◆ **Data lines**:
◇ ◇ ◇ ◇ ◇ ◇ ◇

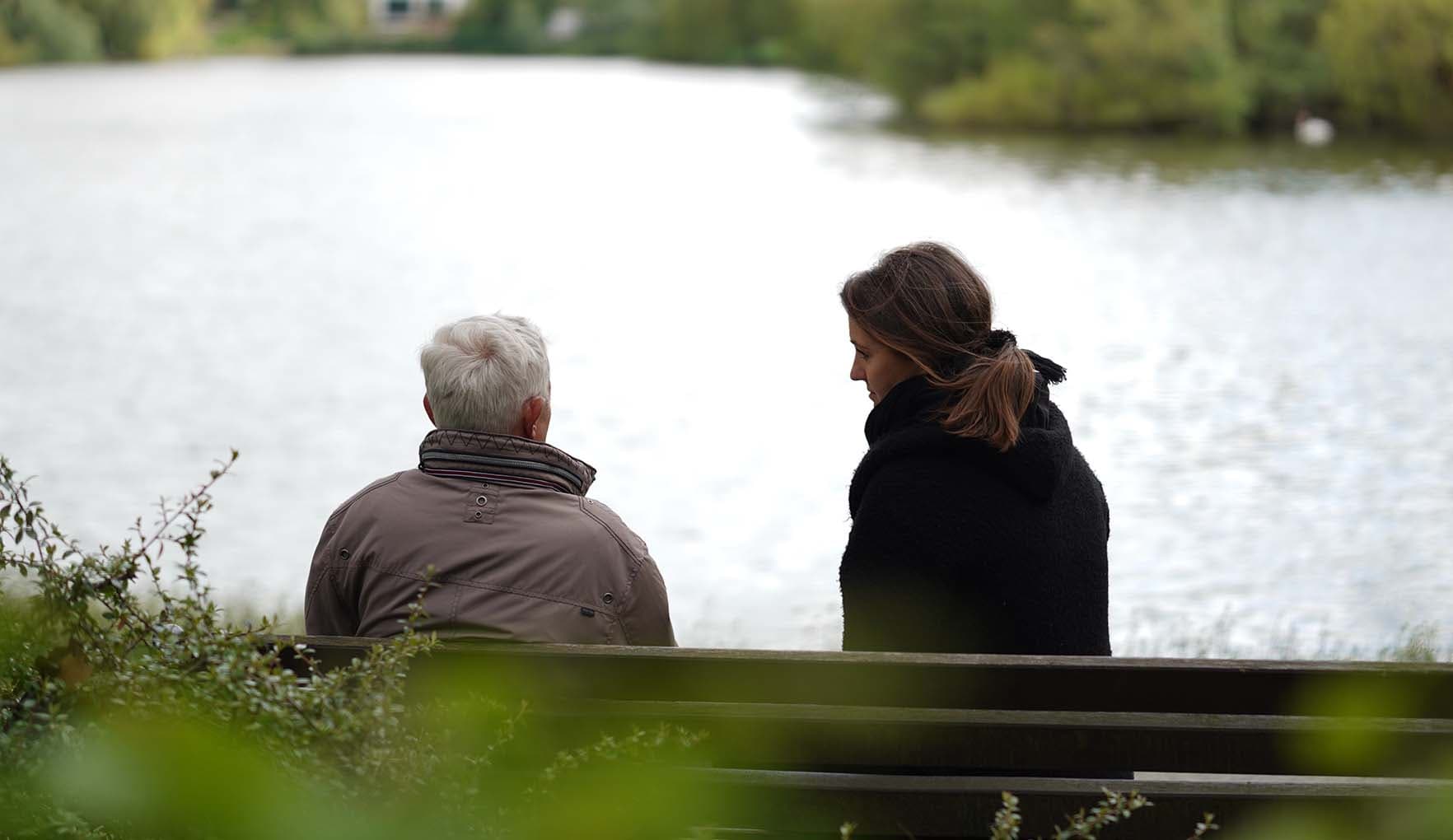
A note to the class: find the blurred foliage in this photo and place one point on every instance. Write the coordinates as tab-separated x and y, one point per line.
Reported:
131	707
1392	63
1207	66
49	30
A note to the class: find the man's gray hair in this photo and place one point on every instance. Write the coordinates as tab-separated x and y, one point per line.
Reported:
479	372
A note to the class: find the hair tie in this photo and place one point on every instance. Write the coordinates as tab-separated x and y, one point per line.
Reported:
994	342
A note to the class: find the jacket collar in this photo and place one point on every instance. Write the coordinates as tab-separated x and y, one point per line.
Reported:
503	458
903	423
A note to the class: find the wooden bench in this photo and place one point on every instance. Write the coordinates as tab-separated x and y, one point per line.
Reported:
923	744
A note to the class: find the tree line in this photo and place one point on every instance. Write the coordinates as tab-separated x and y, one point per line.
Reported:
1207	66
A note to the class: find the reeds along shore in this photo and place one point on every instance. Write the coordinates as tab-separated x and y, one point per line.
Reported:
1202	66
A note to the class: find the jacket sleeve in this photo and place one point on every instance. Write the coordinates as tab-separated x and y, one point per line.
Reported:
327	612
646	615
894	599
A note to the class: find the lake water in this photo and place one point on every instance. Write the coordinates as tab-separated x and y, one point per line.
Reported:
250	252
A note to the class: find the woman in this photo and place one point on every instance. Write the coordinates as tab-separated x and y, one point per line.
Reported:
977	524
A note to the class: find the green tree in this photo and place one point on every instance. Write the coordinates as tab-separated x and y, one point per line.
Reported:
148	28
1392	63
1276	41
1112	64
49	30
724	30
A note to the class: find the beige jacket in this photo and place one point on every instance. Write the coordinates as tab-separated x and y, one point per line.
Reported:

◇ ◇ ◇ ◇ ◇ ◇ ◇

◆ **What to do**:
Express every line of the rows above as a JSON list of strings, one string per line, with blank lines dropped. Leave the picture out of the list.

◆ **Result of the exercise**:
[
  "A note to the class: find the blurred foliage in this photo and place one point on every instance. Write the coordinates as tab-separated x and y, one point per line.",
  "Reported:",
  "131\t707",
  "1392\t63",
  "1207\t66",
  "49\t30",
  "A note to the class: find the man's gray hair in this photo and place one point on every instance. Write the coordinates as tab-separated x and y, one point per line.",
  "Reported:",
  "479\t372",
  "A note to the class: find the hair tie in this photo and place one point on every instance. Write the coordinates as tab-separated x and y, one point per line.",
  "Reported:",
  "994\t342",
  "A note to the class: find the jacket collar in this photo and place one point on every instance. Write the coordinates as tab-separated x and y, one point per line.",
  "Reported:",
  "503\t458",
  "903\t423",
  "A note to the class: find the wooden bench in this photo and place one point on every instance. Write the coordinates as tab-separated x and y, one point per line.",
  "Reported:",
  "923\t744",
  "A note to the class: find the tree line in this photo and place one point on every instance. Write the coordinates as tab-separated x and y, one point per line.",
  "Reported:",
  "1207\t66",
  "A note to the class: find the reeds along shore in this photo and place one point on every instance. Write the coordinates as tab-separated x and y, one point per line.",
  "Reported:",
  "1202\t66",
  "A note to the class: find the jacket sleeve in this photo and place one point on every instance. Write the coordinates as tab-separated x and y, one point per line.",
  "Reported:",
  "327\t612",
  "646\t615",
  "894\t599",
  "A note to the class: find the lake water in this photo and place one point on every instance. Write the coordinates as tab-separated x and y, one point per line.",
  "Reported:",
  "250\t252",
  "A note to the class: find the woman in this photo and place one point on every instance. Write the coordinates as tab-separated x and y, one point per line.",
  "Reported:",
  "977\t524",
  "A note to the class: find the green tree in this photo and place one point on every instance. Write the coordinates as tab-separated x and y, one point per line.",
  "Reported:",
  "148\t28",
  "1392\t63",
  "1276\t41",
  "1112\t64",
  "49\t30",
  "724\t30",
  "A note to the class: find the beige jacket in this photo and place one point on every instance. Write the coordinates as tab-separated x and y, one point per line.",
  "Reported:"
]